*** EXTRACTED DATA ***

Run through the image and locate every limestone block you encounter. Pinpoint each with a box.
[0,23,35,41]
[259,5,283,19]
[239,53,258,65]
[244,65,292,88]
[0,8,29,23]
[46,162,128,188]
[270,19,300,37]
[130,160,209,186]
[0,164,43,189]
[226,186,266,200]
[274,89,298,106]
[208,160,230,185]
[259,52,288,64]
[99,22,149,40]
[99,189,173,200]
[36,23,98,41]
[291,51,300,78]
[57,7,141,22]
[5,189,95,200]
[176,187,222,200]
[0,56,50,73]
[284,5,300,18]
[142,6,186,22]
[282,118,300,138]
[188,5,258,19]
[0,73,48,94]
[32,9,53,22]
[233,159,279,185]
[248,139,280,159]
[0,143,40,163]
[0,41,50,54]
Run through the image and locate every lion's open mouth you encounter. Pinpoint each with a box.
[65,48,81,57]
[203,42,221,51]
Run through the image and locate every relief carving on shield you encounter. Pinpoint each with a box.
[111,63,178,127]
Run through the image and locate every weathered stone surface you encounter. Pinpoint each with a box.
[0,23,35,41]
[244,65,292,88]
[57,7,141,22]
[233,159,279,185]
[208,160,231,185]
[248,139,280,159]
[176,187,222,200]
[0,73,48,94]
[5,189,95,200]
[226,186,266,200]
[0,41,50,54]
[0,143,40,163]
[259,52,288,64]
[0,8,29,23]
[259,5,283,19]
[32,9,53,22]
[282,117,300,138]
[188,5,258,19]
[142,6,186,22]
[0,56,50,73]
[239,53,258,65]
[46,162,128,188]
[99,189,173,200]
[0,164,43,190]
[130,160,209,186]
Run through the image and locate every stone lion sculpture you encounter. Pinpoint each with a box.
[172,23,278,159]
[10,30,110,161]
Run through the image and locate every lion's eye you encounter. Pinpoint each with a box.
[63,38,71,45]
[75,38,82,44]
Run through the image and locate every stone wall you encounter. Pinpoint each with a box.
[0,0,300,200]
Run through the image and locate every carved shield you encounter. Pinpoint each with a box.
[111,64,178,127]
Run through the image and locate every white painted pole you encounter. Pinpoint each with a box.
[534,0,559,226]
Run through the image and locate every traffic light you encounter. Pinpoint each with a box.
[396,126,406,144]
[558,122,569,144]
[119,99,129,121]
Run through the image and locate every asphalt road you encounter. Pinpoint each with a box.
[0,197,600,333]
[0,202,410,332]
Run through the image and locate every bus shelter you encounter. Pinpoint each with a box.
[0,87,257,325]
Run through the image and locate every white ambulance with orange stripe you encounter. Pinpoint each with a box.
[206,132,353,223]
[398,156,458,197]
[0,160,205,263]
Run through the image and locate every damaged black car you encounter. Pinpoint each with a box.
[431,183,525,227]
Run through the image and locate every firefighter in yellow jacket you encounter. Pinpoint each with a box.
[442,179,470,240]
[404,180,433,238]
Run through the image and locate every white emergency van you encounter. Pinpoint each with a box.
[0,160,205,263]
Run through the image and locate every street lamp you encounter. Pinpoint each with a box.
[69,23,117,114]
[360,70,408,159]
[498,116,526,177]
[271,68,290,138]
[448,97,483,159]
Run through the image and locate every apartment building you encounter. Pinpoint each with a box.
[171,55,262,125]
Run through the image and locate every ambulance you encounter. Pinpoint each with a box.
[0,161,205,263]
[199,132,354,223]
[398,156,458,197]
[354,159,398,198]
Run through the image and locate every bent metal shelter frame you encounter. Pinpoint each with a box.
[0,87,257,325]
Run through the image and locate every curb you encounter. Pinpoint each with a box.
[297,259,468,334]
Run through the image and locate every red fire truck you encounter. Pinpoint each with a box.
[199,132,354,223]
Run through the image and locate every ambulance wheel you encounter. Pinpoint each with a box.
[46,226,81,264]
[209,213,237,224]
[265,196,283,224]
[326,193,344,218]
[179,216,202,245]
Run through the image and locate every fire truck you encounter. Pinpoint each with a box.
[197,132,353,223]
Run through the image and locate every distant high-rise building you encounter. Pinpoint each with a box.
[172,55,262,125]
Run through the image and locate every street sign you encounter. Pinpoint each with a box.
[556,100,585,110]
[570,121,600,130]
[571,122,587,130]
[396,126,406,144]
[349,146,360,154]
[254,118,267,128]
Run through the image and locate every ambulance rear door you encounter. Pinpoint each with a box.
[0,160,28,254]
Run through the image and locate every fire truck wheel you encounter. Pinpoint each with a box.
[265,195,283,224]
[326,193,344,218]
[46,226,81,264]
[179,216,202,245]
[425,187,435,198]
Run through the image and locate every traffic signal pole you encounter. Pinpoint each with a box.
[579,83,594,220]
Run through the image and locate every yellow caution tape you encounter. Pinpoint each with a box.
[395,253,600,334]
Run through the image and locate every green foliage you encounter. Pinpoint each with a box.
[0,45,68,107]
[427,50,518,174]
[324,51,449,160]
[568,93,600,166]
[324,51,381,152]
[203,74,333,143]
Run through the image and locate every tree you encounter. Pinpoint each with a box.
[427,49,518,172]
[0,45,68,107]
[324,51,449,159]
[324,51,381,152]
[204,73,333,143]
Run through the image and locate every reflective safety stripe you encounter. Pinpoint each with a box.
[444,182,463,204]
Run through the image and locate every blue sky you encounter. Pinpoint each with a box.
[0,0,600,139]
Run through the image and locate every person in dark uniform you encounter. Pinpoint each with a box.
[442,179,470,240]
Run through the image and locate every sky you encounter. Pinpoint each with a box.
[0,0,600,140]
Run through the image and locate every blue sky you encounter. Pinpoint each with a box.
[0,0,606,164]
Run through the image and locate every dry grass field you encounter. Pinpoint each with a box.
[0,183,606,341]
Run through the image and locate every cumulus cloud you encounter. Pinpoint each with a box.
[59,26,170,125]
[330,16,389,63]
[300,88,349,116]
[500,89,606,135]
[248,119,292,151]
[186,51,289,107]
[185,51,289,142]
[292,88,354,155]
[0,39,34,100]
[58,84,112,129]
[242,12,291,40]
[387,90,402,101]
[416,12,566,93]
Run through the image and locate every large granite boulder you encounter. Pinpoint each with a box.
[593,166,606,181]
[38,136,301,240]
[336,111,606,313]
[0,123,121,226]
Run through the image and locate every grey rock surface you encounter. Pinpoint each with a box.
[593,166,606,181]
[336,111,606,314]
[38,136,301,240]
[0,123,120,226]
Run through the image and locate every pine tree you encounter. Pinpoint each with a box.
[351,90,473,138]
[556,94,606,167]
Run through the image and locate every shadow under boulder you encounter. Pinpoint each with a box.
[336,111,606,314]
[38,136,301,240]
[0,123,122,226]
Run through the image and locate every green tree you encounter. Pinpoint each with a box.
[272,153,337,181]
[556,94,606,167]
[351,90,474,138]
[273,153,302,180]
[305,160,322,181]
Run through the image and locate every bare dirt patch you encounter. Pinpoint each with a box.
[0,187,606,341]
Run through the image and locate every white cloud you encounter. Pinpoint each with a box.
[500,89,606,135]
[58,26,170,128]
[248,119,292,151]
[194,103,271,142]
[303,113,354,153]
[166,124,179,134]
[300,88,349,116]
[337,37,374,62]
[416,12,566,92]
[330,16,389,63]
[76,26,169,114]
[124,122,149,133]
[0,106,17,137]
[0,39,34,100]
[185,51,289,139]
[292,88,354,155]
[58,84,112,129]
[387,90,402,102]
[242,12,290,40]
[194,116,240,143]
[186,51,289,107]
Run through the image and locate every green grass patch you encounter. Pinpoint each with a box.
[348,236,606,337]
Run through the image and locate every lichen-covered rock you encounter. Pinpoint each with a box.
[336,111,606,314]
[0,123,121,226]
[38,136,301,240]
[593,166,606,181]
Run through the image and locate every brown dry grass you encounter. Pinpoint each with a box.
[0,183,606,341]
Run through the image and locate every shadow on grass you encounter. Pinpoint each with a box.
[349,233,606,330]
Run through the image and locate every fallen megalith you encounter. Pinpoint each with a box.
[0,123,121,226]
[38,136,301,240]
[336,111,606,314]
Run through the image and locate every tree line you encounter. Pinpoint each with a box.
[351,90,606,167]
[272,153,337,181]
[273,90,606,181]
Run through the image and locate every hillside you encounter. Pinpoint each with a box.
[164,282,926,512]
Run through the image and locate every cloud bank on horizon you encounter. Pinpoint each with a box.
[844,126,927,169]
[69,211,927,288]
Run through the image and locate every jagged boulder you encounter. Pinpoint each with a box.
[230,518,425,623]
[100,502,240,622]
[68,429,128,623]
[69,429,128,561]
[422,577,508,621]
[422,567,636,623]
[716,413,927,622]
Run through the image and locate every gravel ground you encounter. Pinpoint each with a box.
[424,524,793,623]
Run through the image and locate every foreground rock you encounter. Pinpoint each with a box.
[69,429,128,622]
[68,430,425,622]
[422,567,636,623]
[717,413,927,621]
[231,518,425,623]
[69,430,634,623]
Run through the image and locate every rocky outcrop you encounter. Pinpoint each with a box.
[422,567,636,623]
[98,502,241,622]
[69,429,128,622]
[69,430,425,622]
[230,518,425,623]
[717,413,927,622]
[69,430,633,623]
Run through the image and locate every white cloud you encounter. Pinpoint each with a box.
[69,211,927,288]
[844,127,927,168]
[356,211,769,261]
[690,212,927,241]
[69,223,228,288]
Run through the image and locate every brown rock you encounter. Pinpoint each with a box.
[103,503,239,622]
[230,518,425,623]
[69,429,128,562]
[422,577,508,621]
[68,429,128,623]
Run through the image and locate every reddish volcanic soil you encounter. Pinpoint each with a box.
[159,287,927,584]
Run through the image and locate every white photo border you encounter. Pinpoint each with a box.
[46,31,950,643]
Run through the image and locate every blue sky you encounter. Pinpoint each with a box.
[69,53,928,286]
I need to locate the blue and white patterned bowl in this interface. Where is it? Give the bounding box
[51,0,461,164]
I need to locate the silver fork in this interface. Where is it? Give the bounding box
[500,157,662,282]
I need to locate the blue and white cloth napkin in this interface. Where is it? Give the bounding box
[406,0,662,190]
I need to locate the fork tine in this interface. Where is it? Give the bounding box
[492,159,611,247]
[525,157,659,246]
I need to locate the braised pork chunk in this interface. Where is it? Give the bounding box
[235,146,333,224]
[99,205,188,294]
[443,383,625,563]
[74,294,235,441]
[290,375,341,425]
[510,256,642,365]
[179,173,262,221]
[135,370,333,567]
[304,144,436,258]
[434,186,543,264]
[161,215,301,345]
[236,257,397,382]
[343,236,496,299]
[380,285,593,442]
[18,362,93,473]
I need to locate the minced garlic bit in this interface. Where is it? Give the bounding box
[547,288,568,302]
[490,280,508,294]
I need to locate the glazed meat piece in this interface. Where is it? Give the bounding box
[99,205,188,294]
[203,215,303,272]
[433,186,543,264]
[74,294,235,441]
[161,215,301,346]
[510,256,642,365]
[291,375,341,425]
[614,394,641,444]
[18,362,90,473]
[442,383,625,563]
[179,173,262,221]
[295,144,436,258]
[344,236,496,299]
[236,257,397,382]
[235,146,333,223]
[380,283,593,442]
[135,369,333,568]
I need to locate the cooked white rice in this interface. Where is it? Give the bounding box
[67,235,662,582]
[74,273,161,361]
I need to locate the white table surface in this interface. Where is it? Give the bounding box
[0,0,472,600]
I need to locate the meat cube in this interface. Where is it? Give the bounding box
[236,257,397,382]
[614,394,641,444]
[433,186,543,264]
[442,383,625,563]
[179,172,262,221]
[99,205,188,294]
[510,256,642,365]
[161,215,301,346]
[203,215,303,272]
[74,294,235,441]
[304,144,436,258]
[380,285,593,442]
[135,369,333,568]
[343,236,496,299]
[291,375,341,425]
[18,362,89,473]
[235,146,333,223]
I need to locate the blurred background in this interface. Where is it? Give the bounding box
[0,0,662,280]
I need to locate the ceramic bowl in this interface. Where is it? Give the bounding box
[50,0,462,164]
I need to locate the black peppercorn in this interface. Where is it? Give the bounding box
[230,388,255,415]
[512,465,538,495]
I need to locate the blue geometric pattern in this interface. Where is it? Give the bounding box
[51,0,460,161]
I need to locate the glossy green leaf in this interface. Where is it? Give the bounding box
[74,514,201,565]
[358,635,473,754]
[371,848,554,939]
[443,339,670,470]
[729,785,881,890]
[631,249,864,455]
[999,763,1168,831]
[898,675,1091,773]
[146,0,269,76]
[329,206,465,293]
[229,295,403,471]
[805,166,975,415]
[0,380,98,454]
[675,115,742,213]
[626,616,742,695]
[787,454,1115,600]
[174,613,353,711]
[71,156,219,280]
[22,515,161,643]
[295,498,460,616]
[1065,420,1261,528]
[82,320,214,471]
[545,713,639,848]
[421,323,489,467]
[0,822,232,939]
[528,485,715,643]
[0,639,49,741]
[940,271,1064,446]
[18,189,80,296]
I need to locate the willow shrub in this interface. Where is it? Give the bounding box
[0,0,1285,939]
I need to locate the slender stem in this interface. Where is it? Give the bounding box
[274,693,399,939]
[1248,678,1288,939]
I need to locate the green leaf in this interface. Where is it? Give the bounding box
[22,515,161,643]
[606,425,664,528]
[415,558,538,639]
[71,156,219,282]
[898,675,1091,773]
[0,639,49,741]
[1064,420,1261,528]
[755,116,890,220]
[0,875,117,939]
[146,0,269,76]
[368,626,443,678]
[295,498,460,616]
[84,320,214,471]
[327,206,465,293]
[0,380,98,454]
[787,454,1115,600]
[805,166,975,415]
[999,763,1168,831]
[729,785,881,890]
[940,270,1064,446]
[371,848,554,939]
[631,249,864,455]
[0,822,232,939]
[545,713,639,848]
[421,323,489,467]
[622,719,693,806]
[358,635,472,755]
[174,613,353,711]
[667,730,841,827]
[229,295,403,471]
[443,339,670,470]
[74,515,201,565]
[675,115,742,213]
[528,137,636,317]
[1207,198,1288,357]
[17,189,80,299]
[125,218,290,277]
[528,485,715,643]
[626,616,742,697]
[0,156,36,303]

***

EXERCISE DETAILS:
Please copy out everything in the records above from the line containing "Run through the image and locate every foreground" down to the line containing "[69,430,633,623]", both of those lines included.

EXERCISE RESULT:
Run through the image and locate every foreground rock you encounter. Pinpoint each with a box.
[69,429,128,622]
[68,430,425,622]
[422,567,636,623]
[717,413,927,621]
[231,518,425,623]
[69,430,634,623]
Run through the image and locate every rocky outcrop you encounter. Pinpoint each with a box.
[422,567,636,623]
[98,502,241,622]
[69,429,128,622]
[69,430,425,622]
[230,518,425,623]
[717,413,927,622]
[69,430,633,623]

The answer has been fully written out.